[start MATERIALS PROVIDED]
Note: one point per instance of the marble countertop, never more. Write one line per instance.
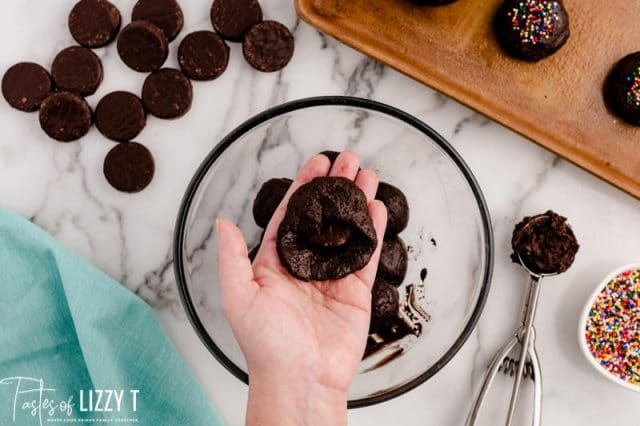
(60, 187)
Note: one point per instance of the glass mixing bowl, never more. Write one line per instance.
(449, 232)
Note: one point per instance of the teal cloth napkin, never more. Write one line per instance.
(90, 343)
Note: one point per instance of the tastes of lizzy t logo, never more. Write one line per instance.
(31, 400)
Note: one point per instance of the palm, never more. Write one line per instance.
(315, 330)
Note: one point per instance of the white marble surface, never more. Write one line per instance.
(61, 188)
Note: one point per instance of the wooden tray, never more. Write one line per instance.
(556, 102)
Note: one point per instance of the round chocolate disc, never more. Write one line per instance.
(25, 85)
(268, 46)
(233, 18)
(94, 23)
(167, 93)
(203, 55)
(385, 303)
(164, 14)
(622, 89)
(77, 69)
(65, 116)
(143, 46)
(120, 116)
(129, 167)
(268, 199)
(397, 208)
(326, 202)
(331, 155)
(394, 261)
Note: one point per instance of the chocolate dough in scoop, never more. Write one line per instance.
(545, 242)
(327, 232)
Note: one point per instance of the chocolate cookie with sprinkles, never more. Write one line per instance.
(532, 29)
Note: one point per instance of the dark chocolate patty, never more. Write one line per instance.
(385, 302)
(167, 93)
(331, 155)
(129, 167)
(164, 14)
(397, 208)
(77, 69)
(65, 116)
(394, 261)
(203, 55)
(120, 116)
(142, 46)
(532, 29)
(268, 199)
(545, 243)
(313, 208)
(268, 46)
(94, 23)
(622, 89)
(25, 85)
(233, 18)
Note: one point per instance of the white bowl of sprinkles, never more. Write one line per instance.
(609, 331)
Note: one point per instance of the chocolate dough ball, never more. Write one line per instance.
(385, 302)
(397, 208)
(532, 29)
(94, 23)
(622, 89)
(268, 199)
(313, 209)
(394, 261)
(545, 243)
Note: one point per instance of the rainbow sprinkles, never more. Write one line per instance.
(613, 327)
(535, 20)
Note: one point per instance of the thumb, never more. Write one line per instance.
(235, 273)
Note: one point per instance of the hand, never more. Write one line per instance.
(302, 340)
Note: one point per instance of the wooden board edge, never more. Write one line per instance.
(594, 166)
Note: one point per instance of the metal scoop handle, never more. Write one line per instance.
(526, 337)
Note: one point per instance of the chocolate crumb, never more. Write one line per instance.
(423, 274)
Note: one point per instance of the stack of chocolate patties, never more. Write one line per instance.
(143, 46)
(386, 323)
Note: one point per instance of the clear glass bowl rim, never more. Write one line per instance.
(340, 101)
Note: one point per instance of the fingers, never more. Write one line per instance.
(316, 167)
(378, 213)
(346, 165)
(367, 180)
(235, 272)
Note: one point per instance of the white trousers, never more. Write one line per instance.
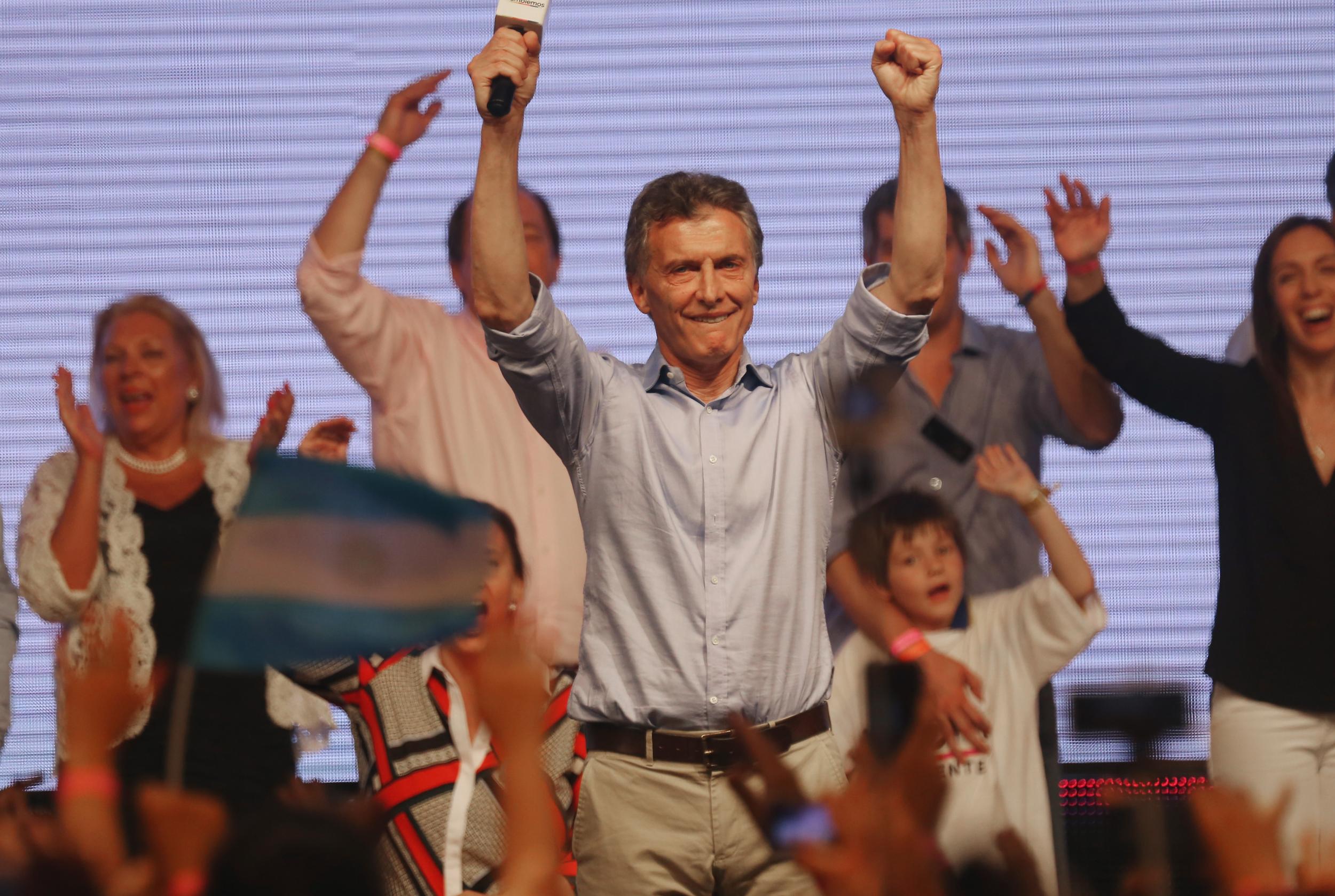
(1263, 751)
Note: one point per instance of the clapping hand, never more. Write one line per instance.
(1082, 227)
(1023, 266)
(273, 425)
(84, 436)
(1004, 473)
(404, 121)
(327, 441)
(908, 70)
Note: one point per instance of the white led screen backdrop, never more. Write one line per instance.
(189, 147)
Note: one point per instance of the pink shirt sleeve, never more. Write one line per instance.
(366, 327)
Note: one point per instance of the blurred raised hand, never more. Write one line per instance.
(404, 119)
(1080, 227)
(327, 439)
(273, 425)
(84, 437)
(1003, 472)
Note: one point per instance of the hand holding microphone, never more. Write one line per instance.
(508, 63)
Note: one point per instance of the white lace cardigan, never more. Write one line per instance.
(121, 577)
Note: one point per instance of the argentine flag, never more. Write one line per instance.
(330, 561)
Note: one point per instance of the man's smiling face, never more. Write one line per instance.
(700, 289)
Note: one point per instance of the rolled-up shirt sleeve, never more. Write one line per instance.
(366, 327)
(871, 343)
(556, 380)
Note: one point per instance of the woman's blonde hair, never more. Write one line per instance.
(205, 412)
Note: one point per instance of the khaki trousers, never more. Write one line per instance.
(676, 830)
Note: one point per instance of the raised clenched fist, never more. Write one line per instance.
(908, 70)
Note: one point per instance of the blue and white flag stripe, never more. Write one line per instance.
(329, 561)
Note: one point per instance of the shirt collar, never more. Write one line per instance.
(431, 662)
(657, 370)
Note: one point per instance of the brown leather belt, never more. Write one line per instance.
(712, 750)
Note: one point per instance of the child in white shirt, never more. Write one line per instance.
(909, 548)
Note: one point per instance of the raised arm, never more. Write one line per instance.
(349, 217)
(59, 563)
(1085, 398)
(1194, 390)
(502, 295)
(908, 70)
(1004, 473)
(366, 327)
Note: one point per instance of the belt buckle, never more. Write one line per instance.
(708, 742)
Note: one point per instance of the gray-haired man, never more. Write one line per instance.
(704, 484)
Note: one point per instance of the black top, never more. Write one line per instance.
(233, 748)
(1277, 564)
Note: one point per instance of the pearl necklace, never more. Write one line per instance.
(151, 468)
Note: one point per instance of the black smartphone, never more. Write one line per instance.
(795, 826)
(892, 695)
(943, 436)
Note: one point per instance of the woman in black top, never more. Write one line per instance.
(1273, 428)
(129, 521)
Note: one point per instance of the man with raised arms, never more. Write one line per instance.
(704, 484)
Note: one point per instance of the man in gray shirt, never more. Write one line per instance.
(704, 484)
(972, 385)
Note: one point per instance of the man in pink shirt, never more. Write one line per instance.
(441, 410)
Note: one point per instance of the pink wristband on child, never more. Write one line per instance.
(909, 647)
(89, 782)
(385, 146)
(187, 883)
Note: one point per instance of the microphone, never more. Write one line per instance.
(520, 15)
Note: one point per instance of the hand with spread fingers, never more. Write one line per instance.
(1080, 227)
(1242, 840)
(404, 119)
(1003, 472)
(327, 439)
(884, 820)
(1022, 269)
(908, 70)
(273, 425)
(512, 55)
(84, 436)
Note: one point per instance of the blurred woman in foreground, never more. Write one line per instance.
(129, 520)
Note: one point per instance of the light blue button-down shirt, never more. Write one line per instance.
(705, 525)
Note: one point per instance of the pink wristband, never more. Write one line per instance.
(187, 883)
(89, 782)
(906, 643)
(1079, 269)
(385, 146)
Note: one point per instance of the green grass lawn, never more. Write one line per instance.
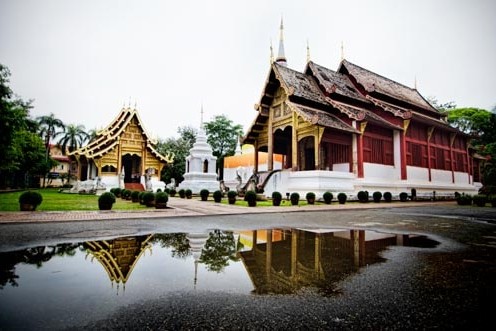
(55, 201)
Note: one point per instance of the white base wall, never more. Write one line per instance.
(385, 180)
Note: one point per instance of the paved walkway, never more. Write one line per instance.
(190, 207)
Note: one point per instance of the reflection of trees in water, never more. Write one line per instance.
(34, 255)
(177, 241)
(219, 249)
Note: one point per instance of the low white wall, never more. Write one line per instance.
(462, 178)
(417, 173)
(316, 181)
(341, 167)
(441, 176)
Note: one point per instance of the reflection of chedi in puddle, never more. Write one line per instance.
(284, 261)
(119, 256)
(196, 243)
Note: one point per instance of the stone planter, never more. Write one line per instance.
(160, 205)
(27, 207)
(105, 206)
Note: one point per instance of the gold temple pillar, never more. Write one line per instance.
(268, 254)
(294, 253)
(318, 248)
(294, 143)
(254, 242)
(270, 151)
(255, 166)
(355, 244)
(316, 149)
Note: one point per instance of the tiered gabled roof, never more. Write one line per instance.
(333, 82)
(373, 83)
(318, 94)
(108, 138)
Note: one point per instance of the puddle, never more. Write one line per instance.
(43, 286)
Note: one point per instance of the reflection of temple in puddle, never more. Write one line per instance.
(283, 261)
(196, 243)
(119, 256)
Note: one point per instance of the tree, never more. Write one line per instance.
(472, 121)
(72, 138)
(441, 106)
(48, 129)
(223, 136)
(481, 124)
(20, 154)
(180, 148)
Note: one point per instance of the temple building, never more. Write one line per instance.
(122, 155)
(352, 129)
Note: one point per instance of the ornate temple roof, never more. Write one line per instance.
(299, 85)
(322, 118)
(108, 138)
(373, 82)
(334, 82)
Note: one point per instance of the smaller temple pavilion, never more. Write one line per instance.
(122, 155)
(352, 129)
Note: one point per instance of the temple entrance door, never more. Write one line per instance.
(83, 169)
(132, 168)
(283, 146)
(307, 153)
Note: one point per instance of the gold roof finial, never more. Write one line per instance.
(271, 53)
(308, 52)
(281, 57)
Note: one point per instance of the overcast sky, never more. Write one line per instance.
(82, 60)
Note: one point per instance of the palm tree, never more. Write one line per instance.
(73, 138)
(48, 129)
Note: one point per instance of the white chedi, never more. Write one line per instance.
(200, 167)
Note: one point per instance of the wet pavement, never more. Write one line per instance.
(450, 286)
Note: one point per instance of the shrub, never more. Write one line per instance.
(161, 199)
(217, 196)
(295, 198)
(188, 193)
(479, 199)
(251, 198)
(231, 197)
(276, 198)
(327, 197)
(29, 200)
(464, 200)
(116, 191)
(141, 195)
(492, 200)
(204, 194)
(363, 196)
(149, 199)
(377, 196)
(126, 194)
(310, 196)
(135, 196)
(106, 201)
(403, 196)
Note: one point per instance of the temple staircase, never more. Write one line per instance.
(134, 186)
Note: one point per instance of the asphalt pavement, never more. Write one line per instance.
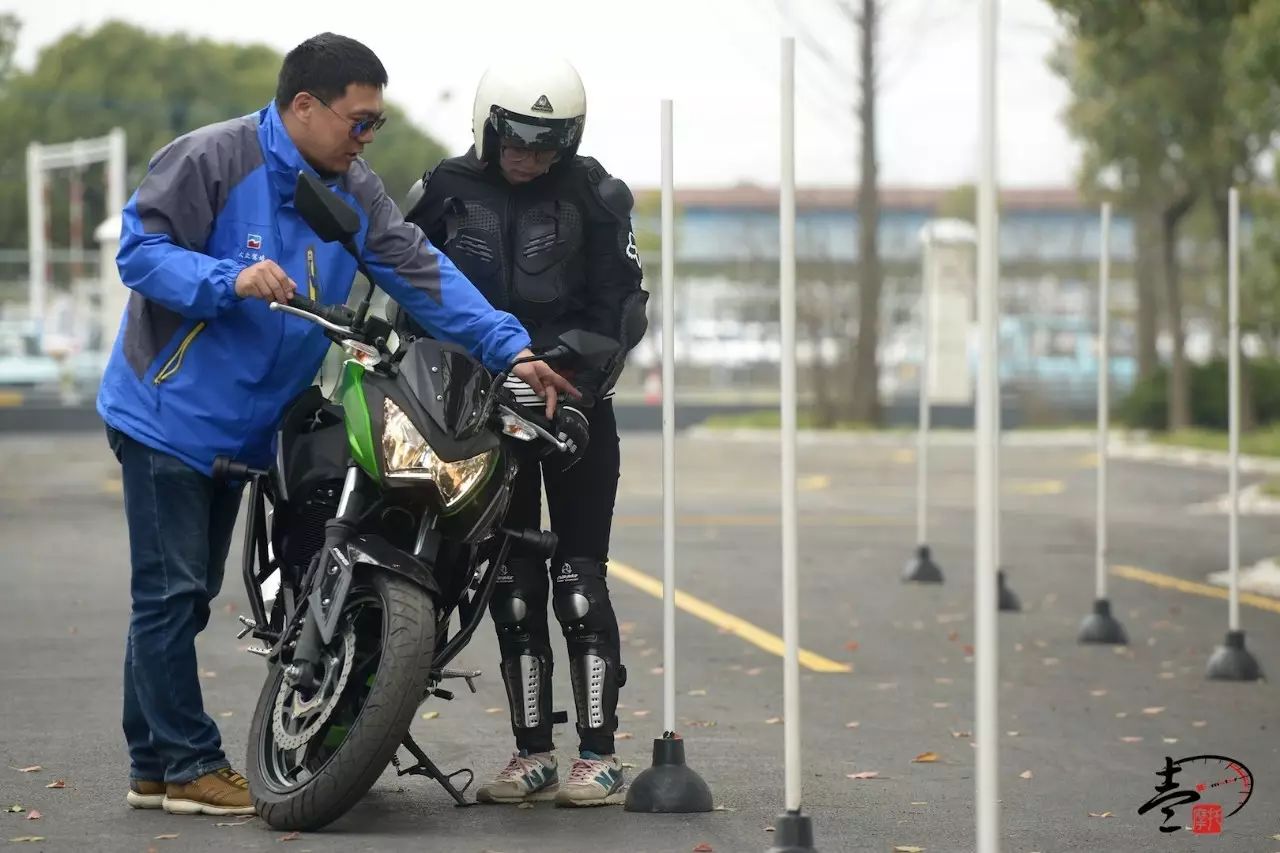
(887, 687)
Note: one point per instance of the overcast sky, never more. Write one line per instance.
(717, 59)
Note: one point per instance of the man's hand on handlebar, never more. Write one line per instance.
(544, 381)
(265, 281)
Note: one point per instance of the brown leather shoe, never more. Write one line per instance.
(145, 794)
(223, 792)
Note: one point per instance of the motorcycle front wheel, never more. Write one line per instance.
(312, 757)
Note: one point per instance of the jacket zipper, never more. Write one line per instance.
(174, 361)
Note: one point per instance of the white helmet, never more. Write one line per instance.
(534, 103)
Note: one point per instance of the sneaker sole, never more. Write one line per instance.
(543, 796)
(145, 801)
(192, 807)
(611, 799)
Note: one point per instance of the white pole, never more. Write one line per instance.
(922, 463)
(115, 169)
(1233, 284)
(668, 424)
(787, 297)
(36, 254)
(1104, 397)
(987, 808)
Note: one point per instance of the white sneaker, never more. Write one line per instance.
(526, 779)
(593, 780)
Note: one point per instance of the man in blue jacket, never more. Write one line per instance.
(202, 366)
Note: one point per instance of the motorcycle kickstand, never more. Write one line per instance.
(426, 767)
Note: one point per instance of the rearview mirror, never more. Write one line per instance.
(332, 218)
(590, 347)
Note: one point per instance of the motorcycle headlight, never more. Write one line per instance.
(407, 456)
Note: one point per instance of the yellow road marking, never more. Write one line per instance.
(1169, 582)
(762, 520)
(1036, 487)
(814, 483)
(721, 619)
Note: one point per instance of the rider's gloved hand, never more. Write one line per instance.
(571, 427)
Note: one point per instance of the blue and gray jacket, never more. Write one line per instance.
(199, 372)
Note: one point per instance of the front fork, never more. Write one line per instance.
(329, 582)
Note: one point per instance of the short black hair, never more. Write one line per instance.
(325, 65)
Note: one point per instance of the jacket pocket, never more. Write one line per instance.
(174, 364)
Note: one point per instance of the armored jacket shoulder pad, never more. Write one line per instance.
(613, 194)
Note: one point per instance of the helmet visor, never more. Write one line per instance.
(538, 133)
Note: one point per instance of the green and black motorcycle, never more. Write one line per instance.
(382, 520)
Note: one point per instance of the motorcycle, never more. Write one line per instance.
(380, 520)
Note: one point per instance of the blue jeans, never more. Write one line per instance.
(181, 527)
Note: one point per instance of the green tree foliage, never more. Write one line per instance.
(156, 87)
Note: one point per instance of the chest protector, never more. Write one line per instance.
(525, 251)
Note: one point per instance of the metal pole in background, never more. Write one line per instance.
(1101, 626)
(1233, 661)
(668, 785)
(792, 830)
(987, 785)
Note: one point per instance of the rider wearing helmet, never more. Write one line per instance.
(545, 235)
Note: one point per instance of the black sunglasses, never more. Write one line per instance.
(357, 128)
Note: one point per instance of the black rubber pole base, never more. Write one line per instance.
(1233, 662)
(792, 833)
(920, 569)
(1101, 626)
(670, 787)
(1009, 600)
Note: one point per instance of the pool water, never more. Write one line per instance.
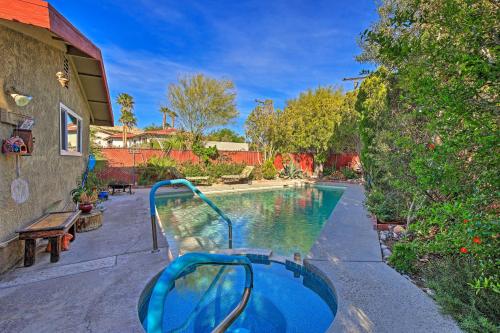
(285, 220)
(281, 300)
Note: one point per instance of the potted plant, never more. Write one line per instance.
(85, 198)
(87, 201)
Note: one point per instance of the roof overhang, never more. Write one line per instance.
(41, 21)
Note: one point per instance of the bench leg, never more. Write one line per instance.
(29, 252)
(55, 248)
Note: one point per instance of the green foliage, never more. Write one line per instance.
(349, 173)
(476, 311)
(127, 116)
(429, 131)
(291, 171)
(201, 103)
(213, 170)
(309, 121)
(156, 169)
(404, 256)
(263, 128)
(269, 170)
(152, 127)
(206, 154)
(226, 135)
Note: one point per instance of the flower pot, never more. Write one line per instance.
(85, 208)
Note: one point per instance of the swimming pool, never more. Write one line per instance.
(286, 297)
(285, 220)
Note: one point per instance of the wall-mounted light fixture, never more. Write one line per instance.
(21, 100)
(63, 79)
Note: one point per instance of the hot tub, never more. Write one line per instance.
(286, 297)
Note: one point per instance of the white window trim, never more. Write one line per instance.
(63, 152)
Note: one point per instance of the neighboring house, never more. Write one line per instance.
(112, 137)
(104, 136)
(40, 52)
(228, 146)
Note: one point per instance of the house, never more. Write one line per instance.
(43, 56)
(112, 137)
(104, 136)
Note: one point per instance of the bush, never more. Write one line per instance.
(349, 173)
(213, 170)
(475, 311)
(156, 169)
(269, 170)
(404, 256)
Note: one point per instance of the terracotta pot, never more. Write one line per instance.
(85, 208)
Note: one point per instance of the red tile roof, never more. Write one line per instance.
(42, 15)
(166, 131)
(121, 157)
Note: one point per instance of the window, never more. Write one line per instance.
(70, 132)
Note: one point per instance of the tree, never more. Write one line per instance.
(262, 128)
(127, 117)
(202, 103)
(435, 112)
(168, 112)
(225, 134)
(153, 127)
(310, 121)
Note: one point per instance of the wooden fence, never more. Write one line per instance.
(121, 161)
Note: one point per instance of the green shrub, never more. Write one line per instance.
(475, 311)
(404, 256)
(216, 170)
(192, 169)
(206, 154)
(269, 170)
(213, 170)
(384, 205)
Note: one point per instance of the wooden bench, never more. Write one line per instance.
(52, 226)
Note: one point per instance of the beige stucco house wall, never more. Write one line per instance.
(29, 65)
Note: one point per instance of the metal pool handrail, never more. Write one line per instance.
(195, 190)
(167, 279)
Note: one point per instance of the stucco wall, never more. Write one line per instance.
(30, 66)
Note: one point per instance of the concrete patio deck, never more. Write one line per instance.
(95, 287)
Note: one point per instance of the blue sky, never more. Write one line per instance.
(270, 49)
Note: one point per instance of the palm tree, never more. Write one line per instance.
(127, 117)
(172, 115)
(166, 111)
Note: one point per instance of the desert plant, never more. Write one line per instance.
(291, 171)
(269, 170)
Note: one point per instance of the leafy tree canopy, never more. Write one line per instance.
(225, 134)
(202, 103)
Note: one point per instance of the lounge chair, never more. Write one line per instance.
(243, 176)
(200, 180)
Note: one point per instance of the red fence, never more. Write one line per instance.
(121, 160)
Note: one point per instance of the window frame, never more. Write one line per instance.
(64, 152)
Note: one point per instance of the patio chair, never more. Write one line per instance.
(243, 176)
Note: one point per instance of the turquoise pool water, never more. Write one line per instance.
(286, 220)
(283, 299)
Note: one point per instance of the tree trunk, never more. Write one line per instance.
(124, 136)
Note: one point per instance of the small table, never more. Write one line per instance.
(52, 226)
(123, 187)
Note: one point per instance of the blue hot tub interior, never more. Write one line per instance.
(285, 298)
[end MATERIALS PROVIDED]
### EXERCISE REQUIREMENTS
The required output is the span of lines from the one containing "Note: one point per instance of the window frame, never" to the last line, reproduced character for character.

### EXERCISE RESPONSE
Note: one point per instance of the window frame, never more. Write one line per instance.
(64, 152)
Note: one point per instance of the patio chair, never more. Write one line per instance.
(243, 176)
Note: one point per instance of the turquoise pool water, never more. Write one line per instance.
(286, 220)
(283, 299)
Note: one point per instance of the tree trunk, never more. Write one line per instance.
(124, 136)
Note: one point per instance of the small table, never more. Write one line per instance.
(52, 226)
(123, 187)
Note: one point per instance of the blue hot tub interior, never more. Write one line per instance.
(285, 298)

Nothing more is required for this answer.